In the image sensing area 351, an intensity peak line 361 has been drawn and pixels with shading indicate a ROIn being a WAM formed by 5 pixels per column, thus with a ROI height 362 that is 5 pixels, and centered around said intensity peak line 361. Of course, no such line or WAM can be seen by visual inspection of a corresponding real image sensing area 351. The intensity peak line 361 and WAM is drawn just to facilitate understanding of how intensity peaks and WAM relate to each other and to the image sensor. The intensity peak line 361 correspond to where intensity peaks may be located with sub-pixel resolution and may result from exposure of the image sensor 331 when it is part of a camera in a 3D imaging system based on light triangulation, such as any one of the imaging systems 105, 205. If an image based on the total of pixels would be read out from the image sensor 331 after it had been exposed to a light intensity line having intensity peaks according to the intensity peak line 361, the light intensity line would be visible in the image and the intensity peak line 361 could be detected from that. Such intensity line and the intensity peak line 361 may thus result from reflected light from an object when the object has been illuminated by a light line during light triangulation, such as described above in relation to FIG. 1.

In practice, each pixel can typically hold only a single pixel value corresponding to an intensity value. The WAM in each column 352 is centered on pixels detected to hold a maximum pixel value in each column, these pixels are marked with bold lines in the figure. The total of WAM per column for all columns M form a total WAM that is centered around the intensity light line 361.

### Supplied material
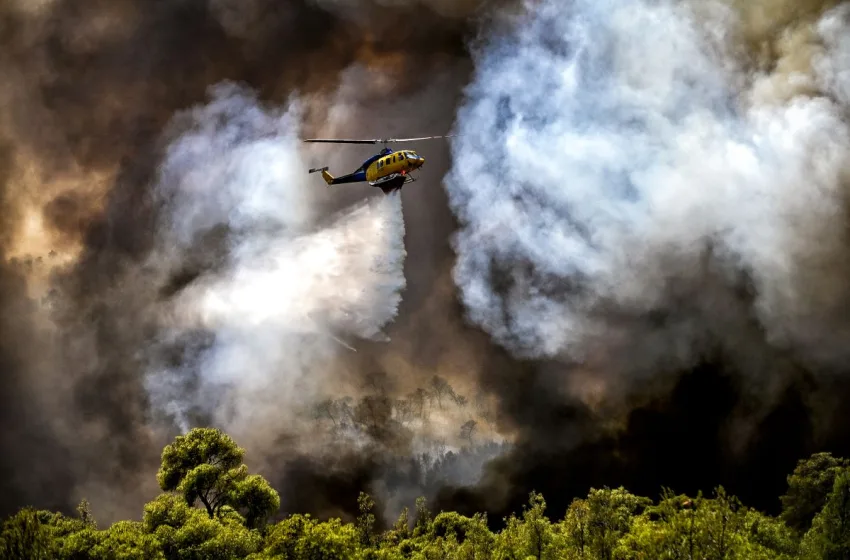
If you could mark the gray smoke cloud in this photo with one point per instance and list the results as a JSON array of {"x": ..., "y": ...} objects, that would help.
[
  {"x": 633, "y": 194},
  {"x": 284, "y": 286}
]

### Problems to solve
[A] Say whether each statement agrees with the image sensor text. Answer yes or no for each, and quote the words that decide it. (i) The WAM in the drawing is 5 pixels high in each column. (ii) The intensity peak line can be seen by looking at a real image sensing area. (iii) Each pixel can typically hold several pixel values.
[B] Write out the part of the image sensor text that begins at the words "In practice, each" and stops after "light line 361.".

### Solutions
[A]
(i) Yes: "a WAM formed by 5 pixels per column, thus with a ROI height 362 that is 5 pixels"
(ii) No: "no such line or WAM can be seen by visual inspection of a corresponding real image sensing area 351"
(iii) No: "each pixel can typically hold only a single pixel value corresponding to an intensity value"

[B]
In practice, each pixel can typically hold only a single pixel value corresponding to an intensity value. The WAM in each column 352 is centered on pixels detected to hold a maximum pixel value in each column, these pixels are marked with bold lines in the figure. The total of WAM per column for all columns M form a total WAM that is centered around the intensity light line 361.